Rescale the material below and rewrite all of it, requests included, multiplying every coordinate in the mask outlines by 0.5 and rounding to whole numbers with halves going up. Keep the numbers in the requests and their sample formats as they are, and omit the pictures from your answer.

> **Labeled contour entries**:
━━━━━━━━━━━━━━━━━━━━━━━━━━━━━━
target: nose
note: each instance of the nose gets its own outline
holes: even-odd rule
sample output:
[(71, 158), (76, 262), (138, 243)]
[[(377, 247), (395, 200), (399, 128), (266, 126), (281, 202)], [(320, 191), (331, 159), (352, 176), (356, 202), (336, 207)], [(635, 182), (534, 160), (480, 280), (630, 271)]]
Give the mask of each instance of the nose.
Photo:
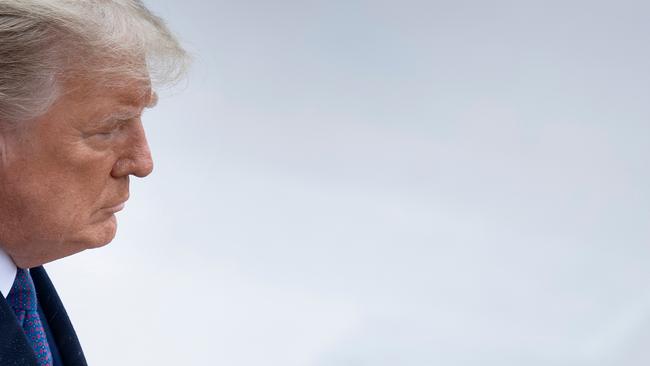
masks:
[(151, 158), (151, 150), (149, 150), (149, 143), (141, 121), (131, 126), (129, 138), (125, 143), (124, 153), (115, 162), (111, 175), (114, 178), (128, 175), (144, 178), (151, 174), (153, 159)]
━━━━━━━━━━━━━━━━━━━━━━━━━━━━━━
> **Task result**:
target: nose
note: each instance of the nose gets its own outline
holes: even-odd rule
sample output:
[(71, 158), (76, 262), (138, 243)]
[[(377, 247), (395, 200), (399, 128), (266, 126), (281, 202)], [(320, 191), (331, 159), (352, 176), (356, 202), (336, 207)], [(635, 182), (534, 160), (480, 280), (630, 271)]]
Give the mask of each instance of the nose.
Photo:
masks:
[(76, 79), (76, 75), (75, 75), (75, 72), (71, 61), (66, 63), (65, 69), (63, 72), (62, 77), (58, 81), (56, 88), (57, 89), (64, 88), (72, 89), (76, 87), (77, 80)]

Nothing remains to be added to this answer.